This study was conducted as a public opinion survey evaluating AI-generated science communication materials. All data were collected through voluntary and anonymous participation, without the collection of identifiable or sensitive personal information, and without any form of intervention or risk to participants. In line with international ethical standards and in accordance with Brazilian Resolution CNS 510/2016, which exempts public opinion research involving nonidentified participants from requiring formal ethics committee approval, this study did not require submission to a research ethics committee.

ResultsOverview

Before launching the public evaluation, we first analyzed the process of generating the 188 outputs used for assessment. The generation was conducted by external collaborators with no scientific background, using a dedicated user account created exclusively for this purpose. During this process, important differences were observed between the use of the free version and the paid version (ChatGPT Plus). In the free version, the model frequently (10%) exhibited technical limitations: it would often require questions to be reformulated and occasionally produce incomplete outputs. The average generation time per output in this version was approximately 15.2 (SD 2.3) seconds. After upgrading to the ChatGPT Plus version, performance improved in measurable operational terms. The model produced responses more rapidly and with greater consistency, showing a more direct communication style. In this version, the mean generation time decreased to 8.5 (SD 1.5) seconds, and the incidence of incomplete outputs was eliminated. Despite these differences, the free version remained capable of generating the requested outputs using the predefined prompts provided by Maria Ciência; however, it required longer processing time and occasional manual resubmission of prompts to ensure complete responses.

Evaluator Profile and Distribution of Reviewed Outputs

The evaluation of Maria Ciência involved 121 responses to the form, stratified across 5 distinct groups, each representing a key target audience of the tool. The distribution of respondents was as follows: health professionals and students (56/121, 44.6%), original authors of the scientific papers (33/121, 27.3%), members of the general population (26/121, 21.5%), communication specialists (4/121, 3.3%), and health managers (4/121, 3.3%; Figure 1). Each evaluator assessed outputs generated for one or more specific target audiences, including “for children” (n=27), “for health managers” (n=35), “for social media” (n=24), and “for the general public” (n=35). Among these groups, only the original paper authors had prior in-depth knowledge of the scientific content being communicated. Notably, Figure 1 illustrates the distribution of reviewed text types according to identity profile classification, revealing clear patterns in how different stakeholder groups engaged with the audience‐adapted outputs. Communication professionals and health managers exclusively reviewed solely the texts targeted at their respective profiles (100%), while the other evaluator profiles diversified their reviewed texts. Given the small proportion of the evaluator sample, results related to these subgroups were reported descriptively and were interpreted as exploratory.
□ □ □
What to do — Please read the study excerpt above and give the mean generation time per output after the upgrade to ChatGPT Plus.
□ □ □
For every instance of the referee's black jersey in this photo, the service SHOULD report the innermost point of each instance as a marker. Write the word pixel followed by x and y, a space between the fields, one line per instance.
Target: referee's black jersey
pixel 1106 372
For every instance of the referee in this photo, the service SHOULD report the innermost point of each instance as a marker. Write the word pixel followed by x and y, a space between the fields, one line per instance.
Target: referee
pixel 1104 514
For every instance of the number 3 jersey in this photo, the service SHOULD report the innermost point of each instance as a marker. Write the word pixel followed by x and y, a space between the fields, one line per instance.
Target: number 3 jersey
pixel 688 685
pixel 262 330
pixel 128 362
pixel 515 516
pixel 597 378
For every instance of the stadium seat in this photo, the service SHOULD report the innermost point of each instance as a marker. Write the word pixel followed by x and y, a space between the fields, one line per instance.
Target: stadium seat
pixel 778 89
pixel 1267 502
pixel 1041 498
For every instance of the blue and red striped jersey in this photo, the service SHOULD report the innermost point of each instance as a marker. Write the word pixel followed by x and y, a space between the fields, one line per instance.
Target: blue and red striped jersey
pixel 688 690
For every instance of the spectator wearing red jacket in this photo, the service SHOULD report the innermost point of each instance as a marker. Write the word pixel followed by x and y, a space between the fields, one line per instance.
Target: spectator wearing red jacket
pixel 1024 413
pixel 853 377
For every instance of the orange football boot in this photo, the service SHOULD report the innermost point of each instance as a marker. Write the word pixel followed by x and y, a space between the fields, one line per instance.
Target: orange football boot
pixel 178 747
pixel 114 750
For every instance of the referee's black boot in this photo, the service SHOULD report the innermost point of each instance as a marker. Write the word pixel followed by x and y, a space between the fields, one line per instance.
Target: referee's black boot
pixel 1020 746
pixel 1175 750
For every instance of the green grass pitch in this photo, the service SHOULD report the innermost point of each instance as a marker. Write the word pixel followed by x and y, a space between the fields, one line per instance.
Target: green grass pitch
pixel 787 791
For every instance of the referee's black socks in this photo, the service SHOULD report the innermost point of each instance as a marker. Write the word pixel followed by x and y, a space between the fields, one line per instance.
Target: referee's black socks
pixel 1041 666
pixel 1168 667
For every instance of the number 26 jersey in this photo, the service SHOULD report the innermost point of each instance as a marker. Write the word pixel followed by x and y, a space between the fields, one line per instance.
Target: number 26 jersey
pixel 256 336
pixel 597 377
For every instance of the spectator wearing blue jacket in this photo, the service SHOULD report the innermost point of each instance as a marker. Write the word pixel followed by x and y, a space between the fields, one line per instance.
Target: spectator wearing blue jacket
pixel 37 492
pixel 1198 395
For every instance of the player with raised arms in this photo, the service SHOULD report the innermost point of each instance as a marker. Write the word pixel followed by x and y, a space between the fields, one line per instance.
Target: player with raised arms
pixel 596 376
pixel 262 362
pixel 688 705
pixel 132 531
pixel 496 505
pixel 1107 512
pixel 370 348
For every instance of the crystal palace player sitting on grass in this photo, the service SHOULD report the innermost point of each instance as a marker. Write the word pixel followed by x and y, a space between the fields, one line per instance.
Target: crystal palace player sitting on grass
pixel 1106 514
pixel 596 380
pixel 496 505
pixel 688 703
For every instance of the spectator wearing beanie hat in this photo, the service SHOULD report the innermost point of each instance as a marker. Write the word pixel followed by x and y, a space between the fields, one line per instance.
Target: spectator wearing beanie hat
□ □ □
Output of the exercise — The mean generation time dropped to 8.5 (SD 1.5) seconds.